* _TASK TO CARRY OUT_
Of the lines listed below, return exactly those that run from the line containing "the wet concrete" through the line containing "the white line", both included.

* _RECORDS TO USE_
·····

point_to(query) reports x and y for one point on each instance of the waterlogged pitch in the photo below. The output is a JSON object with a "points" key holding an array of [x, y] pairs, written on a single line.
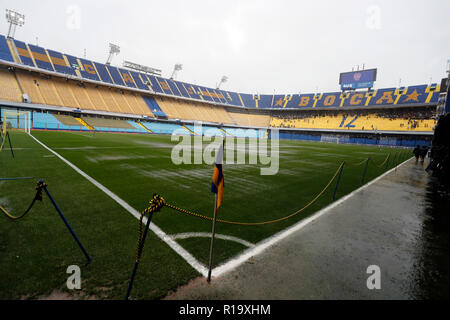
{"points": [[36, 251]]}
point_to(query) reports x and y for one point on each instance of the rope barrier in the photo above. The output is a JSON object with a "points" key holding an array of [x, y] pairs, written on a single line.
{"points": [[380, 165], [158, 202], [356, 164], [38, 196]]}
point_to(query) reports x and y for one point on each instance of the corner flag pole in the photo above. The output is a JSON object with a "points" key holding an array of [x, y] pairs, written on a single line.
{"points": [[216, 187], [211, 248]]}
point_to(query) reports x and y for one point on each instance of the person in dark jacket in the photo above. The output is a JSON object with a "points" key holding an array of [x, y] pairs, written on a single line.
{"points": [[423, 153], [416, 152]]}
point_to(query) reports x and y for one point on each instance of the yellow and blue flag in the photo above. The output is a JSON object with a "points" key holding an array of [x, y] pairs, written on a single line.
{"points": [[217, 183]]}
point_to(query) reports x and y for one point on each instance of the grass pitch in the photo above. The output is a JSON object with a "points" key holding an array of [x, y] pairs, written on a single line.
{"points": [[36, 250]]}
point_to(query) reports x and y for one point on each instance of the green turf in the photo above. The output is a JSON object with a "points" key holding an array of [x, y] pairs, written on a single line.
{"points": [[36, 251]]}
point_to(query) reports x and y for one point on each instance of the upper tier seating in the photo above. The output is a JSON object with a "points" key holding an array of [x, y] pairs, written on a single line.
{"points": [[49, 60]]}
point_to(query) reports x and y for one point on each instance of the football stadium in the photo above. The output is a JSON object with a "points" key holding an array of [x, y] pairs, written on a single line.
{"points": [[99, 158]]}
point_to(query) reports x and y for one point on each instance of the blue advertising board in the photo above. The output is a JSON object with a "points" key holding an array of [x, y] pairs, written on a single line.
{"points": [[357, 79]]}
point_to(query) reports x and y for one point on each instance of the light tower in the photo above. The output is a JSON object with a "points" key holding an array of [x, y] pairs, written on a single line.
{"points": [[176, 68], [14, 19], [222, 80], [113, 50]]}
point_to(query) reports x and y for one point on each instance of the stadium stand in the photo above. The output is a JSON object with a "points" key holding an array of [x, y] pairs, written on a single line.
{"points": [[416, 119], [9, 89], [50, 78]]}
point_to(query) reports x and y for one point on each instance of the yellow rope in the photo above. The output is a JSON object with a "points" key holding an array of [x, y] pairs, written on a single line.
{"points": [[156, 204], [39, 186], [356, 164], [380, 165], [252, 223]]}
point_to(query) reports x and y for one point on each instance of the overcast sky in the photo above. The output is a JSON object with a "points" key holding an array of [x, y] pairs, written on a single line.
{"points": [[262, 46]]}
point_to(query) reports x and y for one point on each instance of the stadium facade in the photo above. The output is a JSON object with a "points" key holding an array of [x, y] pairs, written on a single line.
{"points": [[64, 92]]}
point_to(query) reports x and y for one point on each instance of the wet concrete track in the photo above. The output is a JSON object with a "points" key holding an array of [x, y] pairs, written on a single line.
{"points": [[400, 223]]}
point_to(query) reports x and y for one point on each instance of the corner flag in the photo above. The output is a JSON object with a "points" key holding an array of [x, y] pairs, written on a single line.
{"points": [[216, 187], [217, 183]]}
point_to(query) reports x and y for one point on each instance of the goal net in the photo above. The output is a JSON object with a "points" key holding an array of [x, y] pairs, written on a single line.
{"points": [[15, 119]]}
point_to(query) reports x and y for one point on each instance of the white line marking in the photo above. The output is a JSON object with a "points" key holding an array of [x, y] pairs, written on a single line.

·····

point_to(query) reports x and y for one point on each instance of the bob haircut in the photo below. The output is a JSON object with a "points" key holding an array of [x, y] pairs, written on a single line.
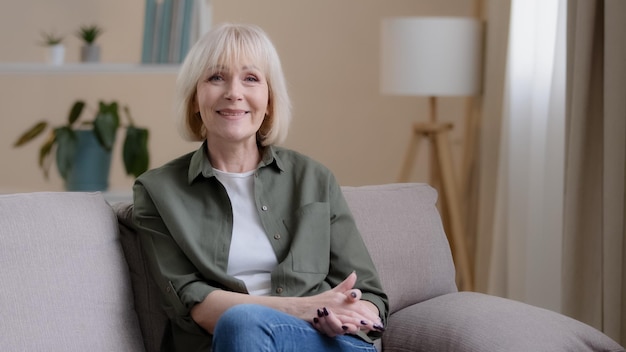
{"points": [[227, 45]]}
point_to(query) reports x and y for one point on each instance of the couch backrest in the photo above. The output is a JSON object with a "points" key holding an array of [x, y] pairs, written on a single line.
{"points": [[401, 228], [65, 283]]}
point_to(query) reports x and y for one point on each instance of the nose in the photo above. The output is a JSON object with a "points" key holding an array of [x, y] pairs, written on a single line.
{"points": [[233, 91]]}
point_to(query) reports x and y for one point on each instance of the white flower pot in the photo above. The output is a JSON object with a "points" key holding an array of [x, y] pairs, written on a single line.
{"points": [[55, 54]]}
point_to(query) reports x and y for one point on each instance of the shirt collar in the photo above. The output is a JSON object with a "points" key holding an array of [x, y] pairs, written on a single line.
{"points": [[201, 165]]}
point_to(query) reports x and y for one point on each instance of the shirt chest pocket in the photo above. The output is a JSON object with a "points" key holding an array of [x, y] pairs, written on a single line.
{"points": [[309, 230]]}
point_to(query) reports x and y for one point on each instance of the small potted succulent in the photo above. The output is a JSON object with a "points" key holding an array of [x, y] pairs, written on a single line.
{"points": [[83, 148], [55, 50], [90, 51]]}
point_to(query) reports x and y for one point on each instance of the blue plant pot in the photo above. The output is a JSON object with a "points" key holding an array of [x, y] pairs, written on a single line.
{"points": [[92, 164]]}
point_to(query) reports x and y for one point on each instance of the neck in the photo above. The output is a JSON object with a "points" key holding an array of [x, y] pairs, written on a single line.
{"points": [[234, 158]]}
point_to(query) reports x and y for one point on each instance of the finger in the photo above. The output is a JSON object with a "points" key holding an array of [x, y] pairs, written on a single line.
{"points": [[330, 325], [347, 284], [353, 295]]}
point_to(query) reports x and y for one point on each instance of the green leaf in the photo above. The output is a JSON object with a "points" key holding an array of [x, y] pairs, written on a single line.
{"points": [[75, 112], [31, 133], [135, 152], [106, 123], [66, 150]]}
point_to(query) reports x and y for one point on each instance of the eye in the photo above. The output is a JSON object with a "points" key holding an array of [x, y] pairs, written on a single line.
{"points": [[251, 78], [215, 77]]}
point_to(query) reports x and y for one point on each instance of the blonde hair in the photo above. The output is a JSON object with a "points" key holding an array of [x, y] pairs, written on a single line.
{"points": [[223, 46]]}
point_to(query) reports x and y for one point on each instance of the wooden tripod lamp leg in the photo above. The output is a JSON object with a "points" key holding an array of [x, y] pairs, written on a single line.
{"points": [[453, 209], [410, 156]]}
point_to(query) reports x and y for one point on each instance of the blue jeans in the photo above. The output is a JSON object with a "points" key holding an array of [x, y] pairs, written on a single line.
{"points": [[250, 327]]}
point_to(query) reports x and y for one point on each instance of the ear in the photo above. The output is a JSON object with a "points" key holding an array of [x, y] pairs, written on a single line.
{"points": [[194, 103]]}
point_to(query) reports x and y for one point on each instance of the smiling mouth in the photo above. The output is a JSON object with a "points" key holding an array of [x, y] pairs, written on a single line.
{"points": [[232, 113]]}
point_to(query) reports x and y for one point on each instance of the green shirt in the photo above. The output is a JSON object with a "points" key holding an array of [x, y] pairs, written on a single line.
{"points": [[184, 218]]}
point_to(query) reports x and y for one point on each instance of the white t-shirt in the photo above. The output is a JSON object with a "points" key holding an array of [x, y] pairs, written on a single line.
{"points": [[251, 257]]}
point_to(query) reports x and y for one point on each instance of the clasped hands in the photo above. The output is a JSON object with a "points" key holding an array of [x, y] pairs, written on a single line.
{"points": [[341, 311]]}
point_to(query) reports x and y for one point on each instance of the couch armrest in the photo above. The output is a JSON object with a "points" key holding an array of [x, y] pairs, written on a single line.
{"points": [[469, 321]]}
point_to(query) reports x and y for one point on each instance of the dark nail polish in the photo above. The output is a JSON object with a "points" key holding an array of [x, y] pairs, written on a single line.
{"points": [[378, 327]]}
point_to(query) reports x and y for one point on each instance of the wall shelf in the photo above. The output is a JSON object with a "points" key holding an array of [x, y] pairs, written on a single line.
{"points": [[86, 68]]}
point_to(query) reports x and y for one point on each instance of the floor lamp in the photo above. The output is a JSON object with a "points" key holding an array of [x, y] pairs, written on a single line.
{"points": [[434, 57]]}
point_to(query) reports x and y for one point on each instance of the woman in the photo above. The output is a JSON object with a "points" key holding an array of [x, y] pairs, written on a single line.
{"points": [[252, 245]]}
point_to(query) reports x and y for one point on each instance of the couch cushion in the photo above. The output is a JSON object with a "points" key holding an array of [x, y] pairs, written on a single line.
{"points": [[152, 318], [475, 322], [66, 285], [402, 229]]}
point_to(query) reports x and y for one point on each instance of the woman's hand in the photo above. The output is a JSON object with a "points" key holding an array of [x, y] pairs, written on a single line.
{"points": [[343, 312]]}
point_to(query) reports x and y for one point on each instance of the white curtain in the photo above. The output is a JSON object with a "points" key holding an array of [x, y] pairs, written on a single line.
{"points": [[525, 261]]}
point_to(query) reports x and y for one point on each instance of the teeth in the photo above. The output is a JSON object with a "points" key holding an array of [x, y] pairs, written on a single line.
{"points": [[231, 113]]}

·····

* _OUTPUT FOR THIS EXERCISE_
point_to(query) reports x and y for one point on each instance of the wet concrete track in the photo above. The output is a JSON object with a "points" key holding an array of [x, y] pairs, written on a single line.
{"points": [[400, 223]]}
point_to(query) reports x and y for one point on each instance of the corner flag in the photo above. The output is a JSON object with a "points" key holding an array of [x, y] pairs, written on a single line.
{"points": [[216, 187], [217, 183]]}
point_to(query) reports x and y for one point on each instance of the goal net in the photo above. The output is a JSON object with a "points" key holding an array of [x, y] pairs, written on a single line.
{"points": [[15, 119]]}
point_to(query) reports x and y for one point on each instance of the white line marking in the photo above. The output is a JSON object with a "points" key holding an array of [x, y] pairs, written on a single line.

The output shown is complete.